PROBLEM DESCRIPTION:
Reproduce every one of the entries below word for word, changing nothing.

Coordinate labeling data
* * *
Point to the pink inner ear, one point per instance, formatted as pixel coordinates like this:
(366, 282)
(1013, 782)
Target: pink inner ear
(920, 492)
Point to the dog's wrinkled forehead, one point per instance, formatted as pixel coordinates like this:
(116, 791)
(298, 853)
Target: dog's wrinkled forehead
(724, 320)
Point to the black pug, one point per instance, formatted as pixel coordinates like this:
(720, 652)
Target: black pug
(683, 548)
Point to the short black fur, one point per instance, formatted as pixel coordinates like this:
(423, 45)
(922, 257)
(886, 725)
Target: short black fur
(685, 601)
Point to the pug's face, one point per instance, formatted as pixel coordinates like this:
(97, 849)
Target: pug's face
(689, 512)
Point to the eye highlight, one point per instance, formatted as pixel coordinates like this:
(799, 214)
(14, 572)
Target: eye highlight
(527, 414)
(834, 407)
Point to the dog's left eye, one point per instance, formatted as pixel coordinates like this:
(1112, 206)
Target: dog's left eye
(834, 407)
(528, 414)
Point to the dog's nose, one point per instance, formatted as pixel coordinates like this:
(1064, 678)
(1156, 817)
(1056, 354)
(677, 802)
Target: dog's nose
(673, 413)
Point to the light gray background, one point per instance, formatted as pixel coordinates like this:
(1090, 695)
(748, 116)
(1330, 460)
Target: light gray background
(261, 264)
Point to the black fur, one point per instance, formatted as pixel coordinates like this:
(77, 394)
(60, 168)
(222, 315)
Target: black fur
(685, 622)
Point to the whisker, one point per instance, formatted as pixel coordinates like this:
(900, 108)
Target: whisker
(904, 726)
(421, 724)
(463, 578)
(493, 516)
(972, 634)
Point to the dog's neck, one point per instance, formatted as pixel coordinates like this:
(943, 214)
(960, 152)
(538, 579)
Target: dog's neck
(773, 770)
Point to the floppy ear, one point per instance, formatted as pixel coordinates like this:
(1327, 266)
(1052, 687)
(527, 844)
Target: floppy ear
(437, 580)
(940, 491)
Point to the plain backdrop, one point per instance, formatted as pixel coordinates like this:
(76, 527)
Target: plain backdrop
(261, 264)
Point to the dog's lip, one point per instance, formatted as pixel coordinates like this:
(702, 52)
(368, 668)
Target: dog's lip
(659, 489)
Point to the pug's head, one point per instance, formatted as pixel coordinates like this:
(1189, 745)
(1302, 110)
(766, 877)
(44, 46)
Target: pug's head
* * *
ANSWER BELOW:
Point to the pink inner ear, one point per instance, formatted as pixel coordinates like this:
(366, 282)
(1013, 782)
Target: pink inner ear
(920, 492)
Point to the dog's wrinkled forehead, one point per instance, formatted as pixel coordinates like this:
(116, 791)
(298, 853)
Target: dog's wrinkled forehead
(724, 320)
Point to the black pug, one point per instance, formatted as pixel coordinates like this:
(720, 652)
Target: black pug
(683, 548)
Point to the short black fur, one point per instance, formatted as pixel coordinates like this:
(423, 45)
(922, 257)
(886, 725)
Target: short black fur
(685, 601)
Point to the pug's face, one point per instance, formatted as pixel coordinates like this:
(97, 849)
Target: pug's face
(689, 512)
Point to the eye highlight, one point per instance, formatted as pixel coordinates like this:
(799, 214)
(14, 572)
Target: eye highlight
(527, 414)
(834, 407)
Point to the dog's left eye, one point per instance, formatted as pixel coordinates like this:
(1112, 206)
Target: dog's left eye
(834, 407)
(528, 414)
Point to the dog's nose, one point per instance, formatted as pixel coordinates like this:
(1064, 678)
(1156, 817)
(1056, 354)
(677, 802)
Target: dog's nose
(673, 413)
Point to the light gray background, one point per instance, formatted as pixel coordinates like this:
(1090, 695)
(748, 116)
(1330, 460)
Target: light gray background
(261, 264)
Point to the black fur, one point per instance, formatted as pixel coordinates like this:
(77, 394)
(60, 168)
(222, 315)
Target: black fur
(685, 622)
Point to the whisker, one point per instance, formatted as pixel coordinates like this:
(900, 108)
Target: whisker
(904, 726)
(421, 724)
(463, 578)
(493, 516)
(972, 634)
Point to the dog's neck, one point per instance, formatted as pixel coordinates like this:
(943, 214)
(960, 152)
(538, 579)
Target: dog's neck
(773, 770)
Point to the floppy ear, one point per instance, formatted as pixel coordinates like this:
(1327, 266)
(1052, 687)
(527, 844)
Target: floppy ear
(437, 580)
(940, 491)
Point to the plain backdrop, one point per instance, formatted as pixel coordinates like this:
(76, 527)
Target: plain backdrop
(261, 264)
Point to the dog's lip, one point per instance, formatted as pixel coordinates like this:
(702, 52)
(368, 668)
Target: dog's lip
(659, 489)
Point to the pug's head, one point per instance, formatted as pixel coordinates like this:
(1189, 745)
(1302, 110)
(766, 877)
(44, 46)
Target: pug's head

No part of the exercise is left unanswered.